#### MATERIAL SHOWN

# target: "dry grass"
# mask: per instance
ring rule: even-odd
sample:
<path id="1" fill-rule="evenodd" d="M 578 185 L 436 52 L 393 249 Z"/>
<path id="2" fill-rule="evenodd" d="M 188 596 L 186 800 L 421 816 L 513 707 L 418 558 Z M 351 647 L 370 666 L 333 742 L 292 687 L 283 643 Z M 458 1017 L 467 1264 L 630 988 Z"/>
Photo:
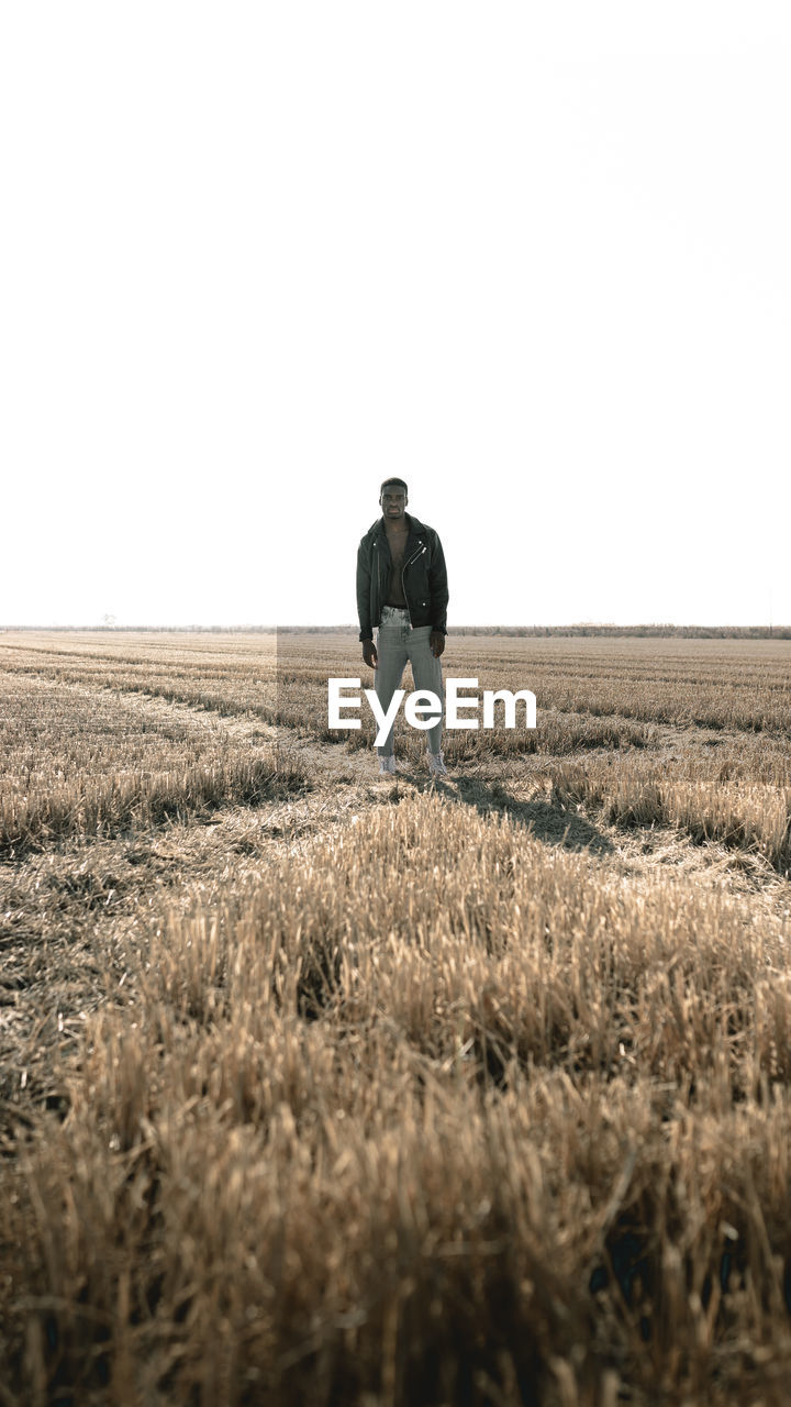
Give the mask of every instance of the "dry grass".
<path id="1" fill-rule="evenodd" d="M 228 677 L 260 667 L 225 649 Z M 83 792 L 91 757 L 141 770 L 141 706 L 155 756 L 266 746 L 255 709 L 220 729 L 118 682 L 94 733 L 96 680 L 70 689 L 41 795 L 48 757 Z M 574 763 L 559 727 L 535 756 L 479 749 L 438 795 L 301 729 L 279 743 L 314 791 L 267 798 L 263 826 L 249 798 L 210 827 L 141 809 L 6 861 L 28 983 L 8 1068 L 27 1052 L 35 1078 L 4 1096 L 0 1401 L 780 1407 L 783 737 L 712 750 L 646 719 L 642 746 Z"/>

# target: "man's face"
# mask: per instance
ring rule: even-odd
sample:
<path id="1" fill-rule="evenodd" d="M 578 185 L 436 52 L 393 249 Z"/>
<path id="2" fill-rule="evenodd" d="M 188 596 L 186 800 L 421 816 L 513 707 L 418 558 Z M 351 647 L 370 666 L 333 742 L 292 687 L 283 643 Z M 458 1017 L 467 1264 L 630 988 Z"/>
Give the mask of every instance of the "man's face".
<path id="1" fill-rule="evenodd" d="M 401 488 L 401 484 L 386 484 L 379 495 L 379 502 L 381 504 L 381 512 L 384 514 L 386 523 L 404 521 L 407 490 Z"/>

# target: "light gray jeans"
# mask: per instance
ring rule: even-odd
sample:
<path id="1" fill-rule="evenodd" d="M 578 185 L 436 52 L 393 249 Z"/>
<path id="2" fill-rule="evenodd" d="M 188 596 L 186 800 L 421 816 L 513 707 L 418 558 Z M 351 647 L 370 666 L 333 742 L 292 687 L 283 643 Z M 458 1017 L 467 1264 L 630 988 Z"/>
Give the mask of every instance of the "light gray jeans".
<path id="1" fill-rule="evenodd" d="M 393 695 L 401 687 L 407 660 L 412 666 L 415 689 L 431 689 L 442 704 L 442 663 L 431 653 L 431 626 L 410 625 L 410 612 L 401 606 L 383 606 L 381 623 L 376 633 L 377 666 L 373 687 L 381 708 L 387 711 Z M 394 725 L 393 725 L 394 727 Z M 393 727 L 377 749 L 380 757 L 393 757 Z M 442 716 L 426 730 L 428 751 L 438 753 L 442 741 Z"/>

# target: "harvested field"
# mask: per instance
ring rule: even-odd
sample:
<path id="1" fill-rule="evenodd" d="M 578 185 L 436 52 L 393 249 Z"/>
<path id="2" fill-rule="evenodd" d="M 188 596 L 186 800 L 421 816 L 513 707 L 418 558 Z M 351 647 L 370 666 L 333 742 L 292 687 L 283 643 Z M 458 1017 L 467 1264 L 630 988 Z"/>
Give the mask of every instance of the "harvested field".
<path id="1" fill-rule="evenodd" d="M 790 666 L 0 635 L 0 1403 L 784 1404 Z"/>

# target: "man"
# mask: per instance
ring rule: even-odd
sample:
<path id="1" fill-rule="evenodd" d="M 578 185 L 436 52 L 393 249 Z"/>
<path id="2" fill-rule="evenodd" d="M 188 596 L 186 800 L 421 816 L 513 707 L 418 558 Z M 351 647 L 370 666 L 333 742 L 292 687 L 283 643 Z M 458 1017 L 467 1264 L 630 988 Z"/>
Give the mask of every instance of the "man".
<path id="1" fill-rule="evenodd" d="M 442 699 L 442 666 L 448 615 L 448 571 L 439 536 L 407 512 L 407 484 L 386 478 L 377 518 L 357 549 L 357 615 L 363 660 L 374 671 L 373 687 L 384 711 L 401 684 L 410 660 L 415 689 Z M 376 644 L 374 626 L 379 628 Z M 434 777 L 448 772 L 441 751 L 442 716 L 428 729 L 428 765 Z M 393 726 L 379 749 L 380 775 L 396 771 Z"/>

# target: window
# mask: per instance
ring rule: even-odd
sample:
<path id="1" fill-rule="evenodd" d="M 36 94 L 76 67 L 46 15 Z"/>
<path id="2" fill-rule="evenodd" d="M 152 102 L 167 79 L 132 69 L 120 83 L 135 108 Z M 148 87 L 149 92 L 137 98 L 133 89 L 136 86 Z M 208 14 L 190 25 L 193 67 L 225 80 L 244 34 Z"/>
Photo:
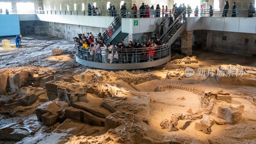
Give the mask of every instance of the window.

########

> WHAT YOU ARE ASKED TO DO
Copy out all of the data above word for word, omitting the pictures.

> COMPLETED TASK
# target: "dry grass"
# mask: per instance
ring rule: even-odd
sample:
<path id="1" fill-rule="evenodd" d="M 578 185 L 436 52 L 393 249 Z"/>
<path id="2" fill-rule="evenodd" d="M 188 596 L 186 800 L 421 816 L 513 707 L 418 558 Z M 351 647 L 370 666 L 333 742 L 292 687 L 283 643 Z M 458 1017 L 467 1264 L 630 988 Z"/>
Photo:
Give the mask of every instance of the "dry grass".
<path id="1" fill-rule="evenodd" d="M 228 677 L 260 667 L 225 649 Z M 83 792 L 91 757 L 141 770 L 141 706 L 155 756 L 266 746 L 255 709 L 220 729 L 118 682 L 94 733 L 96 680 L 70 689 L 41 795 L 48 757 Z M 574 763 L 559 727 L 535 756 L 479 749 L 438 795 L 301 729 L 279 743 L 314 791 L 267 798 L 263 826 L 249 798 L 210 827 L 141 809 L 6 861 L 28 983 L 8 1068 L 27 1052 L 35 1078 L 4 1096 L 0 1401 L 780 1407 L 783 737 L 712 750 L 646 719 L 642 746 Z"/>

# target: "man's face"
# mask: per instance
ring rule: even-odd
sample:
<path id="1" fill-rule="evenodd" d="M 578 185 L 436 52 L 393 249 Z"/>
<path id="2" fill-rule="evenodd" d="M 188 596 L 186 800 L 421 816 L 513 707 L 418 558 Z M 351 647 L 370 666 L 333 742 L 292 687 L 283 643 Z M 458 1017 L 467 1264 L 630 988 Z"/>
Give the mask of every instance of the "man's face".
<path id="1" fill-rule="evenodd" d="M 401 488 L 401 484 L 386 484 L 379 495 L 379 502 L 381 504 L 381 512 L 384 514 L 386 523 L 404 521 L 407 490 Z"/>

# target: "light gray jeans"
# mask: per instance
ring rule: even-odd
sample:
<path id="1" fill-rule="evenodd" d="M 578 185 L 436 52 L 393 249 Z"/>
<path id="2" fill-rule="evenodd" d="M 188 596 L 186 800 L 421 816 L 513 707 L 418 558 Z M 351 647 L 370 666 L 333 742 L 292 687 L 283 643 Z M 458 1017 L 467 1264 L 630 988 Z"/>
Give the mask of every instance of the "light gray jeans".
<path id="1" fill-rule="evenodd" d="M 393 695 L 401 687 L 407 660 L 412 666 L 415 689 L 431 689 L 442 704 L 442 663 L 431 653 L 431 626 L 410 625 L 410 612 L 401 606 L 383 606 L 381 623 L 376 633 L 377 666 L 373 687 L 381 708 L 387 711 Z M 394 725 L 393 725 L 394 727 Z M 393 727 L 377 749 L 380 757 L 393 757 Z M 442 716 L 426 730 L 428 751 L 438 753 L 442 741 Z"/>

# target: "harvested field"
# mask: per instance
ring rule: even-odd
sample:
<path id="1" fill-rule="evenodd" d="M 578 185 L 436 52 L 393 249 Z"/>
<path id="2" fill-rule="evenodd" d="M 188 596 L 186 800 L 421 816 L 513 707 L 418 558 Z M 351 647 L 370 666 L 333 742 L 292 687 L 283 643 Z M 458 1017 L 467 1264 L 630 988 Z"/>
Give the mask of every instance of the "harvested field".
<path id="1" fill-rule="evenodd" d="M 790 666 L 0 635 L 0 1403 L 784 1404 Z"/>

# target: "man"
# mask: per instance
ring rule: even-odd
sample:
<path id="1" fill-rule="evenodd" d="M 578 185 L 436 52 L 393 249 Z"/>
<path id="2" fill-rule="evenodd" d="M 188 596 L 186 800 L 421 816 L 513 707 L 418 558 Z M 351 647 L 370 666 L 333 742 L 292 687 L 283 643 Z M 458 1017 L 467 1264 L 630 988 Z"/>
Give the mask of every instance of the "man".
<path id="1" fill-rule="evenodd" d="M 442 699 L 442 666 L 448 615 L 448 571 L 439 536 L 407 512 L 407 484 L 386 478 L 377 518 L 357 549 L 357 615 L 363 660 L 374 671 L 373 687 L 384 711 L 401 684 L 410 660 L 415 689 Z M 376 644 L 374 626 L 379 628 Z M 434 777 L 448 772 L 441 751 L 442 716 L 428 729 L 428 765 Z M 393 726 L 379 749 L 380 775 L 396 771 Z"/>

# target: window
# mask: per instance
ring rule: even-odd
sample:
<path id="1" fill-rule="evenodd" d="M 36 94 L 76 67 L 46 15 Z"/>
<path id="2" fill-rule="evenodd" d="M 152 102 L 167 79 L 132 69 L 120 83 L 135 108 Z M 148 87 L 149 92 L 137 98 L 133 89 L 136 86 Z M 208 14 L 190 25 L 193 67 L 225 80 L 244 34 Z"/>
Photo:
Give the mask of every instance of the window.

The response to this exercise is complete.